» **Jobs**:
1. In the newsletter on the Abrego Garcia ruling, by what date and time did Judge Xinis order the government to return Abrego Garcia to the United States?
2. Pick up the newsletter on the Abrego Garcia ruling after its final sentence and keep writing it.

» **Source document**:
------------------------------
138. Abrego Garcia, Constructive Custody, and Federal Judicial Power
Federal courts don't have jurisdiction over foreign prisons. That doesn't mean that they're powerless when the U.S. government wrongly removes someone from the United States.
Welcome back to “One First,” an (increasingly frequent) newsletter that aims to make the U.S. Supreme Court more accessible to all of us.
It’s hard to keep up with the flood of court-related news stories these days. But I wanted to write this morning to flag a remarkable (and time-sensitive) ruling yesterday by Judge Paula Xinis (a federal judge in the District of Maryland), ordering the U.S. government to bring back to the United States Kilmar Armando Abrego Garcia—a Salvadoran national whom the Trump administration wrongly removed from the United States (due to what it claims was an “administrative error”) on March 15, and who has been detained at the notorious “CECOT” mega-jail in Tecoluca, El Salvador ever since. Judge Xinis ordered the government to effectuate Abrego Garcia’s return to the United States by 11:59 p.m. this Monday, April 7. The government has already appealed her ruling to the Fourth Circuit.
------------------------------
[Entries from a pointing dataset]
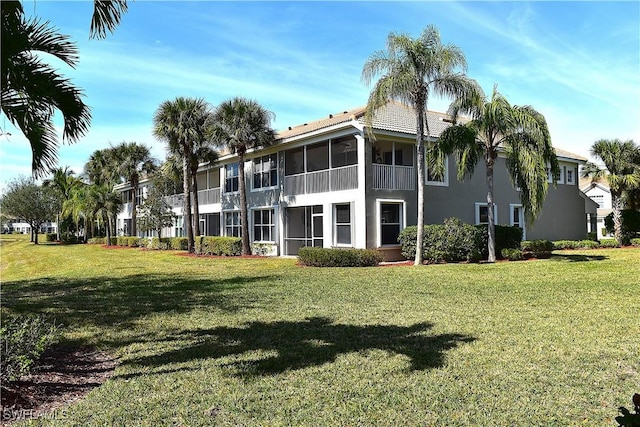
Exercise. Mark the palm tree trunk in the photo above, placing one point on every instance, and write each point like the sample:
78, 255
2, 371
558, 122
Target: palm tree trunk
491, 244
616, 204
186, 182
246, 248
134, 210
420, 168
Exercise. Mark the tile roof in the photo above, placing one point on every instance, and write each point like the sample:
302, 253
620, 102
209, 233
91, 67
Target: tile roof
394, 117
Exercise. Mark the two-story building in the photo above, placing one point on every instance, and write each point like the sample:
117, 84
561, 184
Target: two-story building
326, 183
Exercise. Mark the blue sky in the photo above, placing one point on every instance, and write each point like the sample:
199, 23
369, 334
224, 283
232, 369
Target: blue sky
578, 63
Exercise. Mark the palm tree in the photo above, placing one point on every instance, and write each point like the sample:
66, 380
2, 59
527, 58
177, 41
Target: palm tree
622, 171
133, 162
33, 90
64, 184
411, 69
104, 203
495, 126
240, 124
182, 124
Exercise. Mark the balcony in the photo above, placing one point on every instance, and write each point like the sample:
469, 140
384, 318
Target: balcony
324, 181
393, 177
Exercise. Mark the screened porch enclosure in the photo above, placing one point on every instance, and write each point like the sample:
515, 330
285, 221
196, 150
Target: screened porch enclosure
303, 227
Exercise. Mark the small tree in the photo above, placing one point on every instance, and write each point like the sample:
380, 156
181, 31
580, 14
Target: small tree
155, 211
31, 203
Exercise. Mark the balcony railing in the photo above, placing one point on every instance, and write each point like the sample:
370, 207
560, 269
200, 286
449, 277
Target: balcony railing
390, 177
209, 197
324, 181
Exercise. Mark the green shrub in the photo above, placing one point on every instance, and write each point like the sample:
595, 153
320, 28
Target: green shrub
512, 254
218, 245
179, 243
335, 257
538, 248
565, 244
609, 243
23, 340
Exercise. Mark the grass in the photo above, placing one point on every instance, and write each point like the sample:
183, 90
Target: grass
266, 342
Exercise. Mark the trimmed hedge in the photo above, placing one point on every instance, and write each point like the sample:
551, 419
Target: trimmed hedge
609, 243
512, 254
179, 243
538, 248
335, 257
218, 245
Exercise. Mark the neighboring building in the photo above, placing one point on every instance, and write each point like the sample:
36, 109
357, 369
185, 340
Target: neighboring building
15, 226
324, 183
599, 192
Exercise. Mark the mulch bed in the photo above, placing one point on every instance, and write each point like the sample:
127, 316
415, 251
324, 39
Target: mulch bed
65, 375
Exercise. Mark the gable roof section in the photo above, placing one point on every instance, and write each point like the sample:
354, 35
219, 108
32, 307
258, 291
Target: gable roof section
393, 117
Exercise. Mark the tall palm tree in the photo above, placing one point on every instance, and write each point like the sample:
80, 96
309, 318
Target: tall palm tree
411, 69
495, 126
240, 124
134, 161
64, 183
104, 203
33, 90
622, 171
182, 124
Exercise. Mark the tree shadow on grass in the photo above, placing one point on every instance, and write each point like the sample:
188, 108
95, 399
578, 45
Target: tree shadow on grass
108, 301
577, 257
292, 345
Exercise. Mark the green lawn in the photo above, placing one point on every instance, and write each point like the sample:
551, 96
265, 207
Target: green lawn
266, 342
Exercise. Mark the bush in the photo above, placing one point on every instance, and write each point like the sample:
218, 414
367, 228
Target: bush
512, 254
159, 244
179, 243
538, 248
23, 340
609, 243
450, 242
218, 245
334, 257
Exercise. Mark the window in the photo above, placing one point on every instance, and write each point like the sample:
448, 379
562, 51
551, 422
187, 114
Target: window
231, 178
390, 223
342, 222
294, 161
482, 213
432, 179
599, 199
232, 224
516, 218
570, 176
265, 172
344, 152
264, 225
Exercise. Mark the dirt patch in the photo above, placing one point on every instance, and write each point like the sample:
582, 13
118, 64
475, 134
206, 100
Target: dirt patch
65, 375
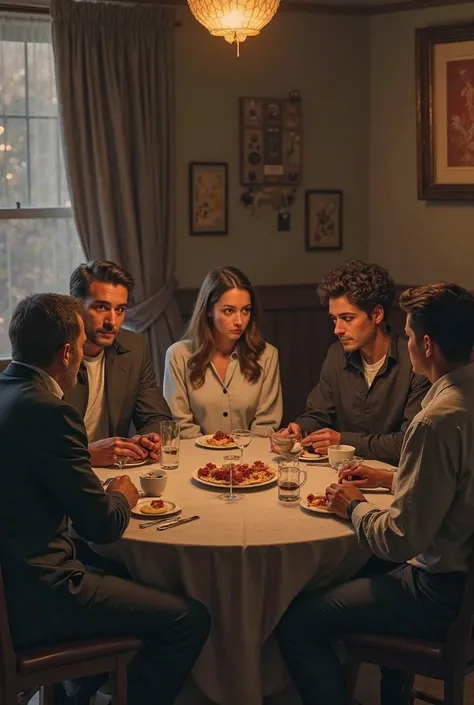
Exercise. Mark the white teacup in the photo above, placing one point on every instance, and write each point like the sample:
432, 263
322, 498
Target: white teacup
153, 483
340, 454
283, 444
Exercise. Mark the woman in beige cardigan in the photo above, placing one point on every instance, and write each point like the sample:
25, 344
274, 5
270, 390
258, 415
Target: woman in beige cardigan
223, 375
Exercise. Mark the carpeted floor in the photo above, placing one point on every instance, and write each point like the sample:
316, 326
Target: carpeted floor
367, 687
367, 690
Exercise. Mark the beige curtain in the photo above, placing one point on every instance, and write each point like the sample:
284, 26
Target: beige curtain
114, 67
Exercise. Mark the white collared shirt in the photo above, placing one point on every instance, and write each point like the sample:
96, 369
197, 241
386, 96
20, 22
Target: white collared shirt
431, 519
50, 383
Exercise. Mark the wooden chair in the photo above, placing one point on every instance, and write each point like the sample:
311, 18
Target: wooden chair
24, 672
450, 661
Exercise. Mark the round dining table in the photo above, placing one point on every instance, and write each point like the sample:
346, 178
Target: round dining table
245, 561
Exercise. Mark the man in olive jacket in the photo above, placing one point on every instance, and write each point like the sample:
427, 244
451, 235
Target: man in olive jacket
116, 383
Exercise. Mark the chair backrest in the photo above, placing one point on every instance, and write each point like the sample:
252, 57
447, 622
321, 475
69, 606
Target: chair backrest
460, 641
7, 654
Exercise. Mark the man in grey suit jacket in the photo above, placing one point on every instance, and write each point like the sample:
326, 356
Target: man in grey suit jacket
116, 384
51, 596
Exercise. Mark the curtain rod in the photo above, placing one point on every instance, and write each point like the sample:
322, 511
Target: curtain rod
44, 10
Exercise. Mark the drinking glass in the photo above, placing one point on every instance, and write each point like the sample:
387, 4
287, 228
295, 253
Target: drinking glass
229, 462
242, 438
169, 435
289, 481
121, 461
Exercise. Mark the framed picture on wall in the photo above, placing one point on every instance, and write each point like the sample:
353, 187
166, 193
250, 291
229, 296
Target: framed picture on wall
323, 220
445, 111
208, 198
------------------------------
» **Outputs for the tasks**:
1. By 11:59 p.m. on Monday, April 7.

2.
When asked about Judge Xinis’s ruling on Friday, White House Press Secretary Karoline Leavitt responded that “We suggest the Judge contact [Salvadoran] President Bukele because we are unaware of the judge having jurisdiction or authority over the country of El Salvador.” Leaving aside the Trump administration’s refusal to take any responsibility for the consequences of its own error, that obnoxious retort is true so far as it goes. The problem is that it just doesn’t go very far. Federal courts may not have the power to compel the release of an individual from a foreign prison, but they unquestionably have the power to order the U.S. government to take whatever steps it can to effectuate the same result. And it seemed worth writing a (short) post explaining why.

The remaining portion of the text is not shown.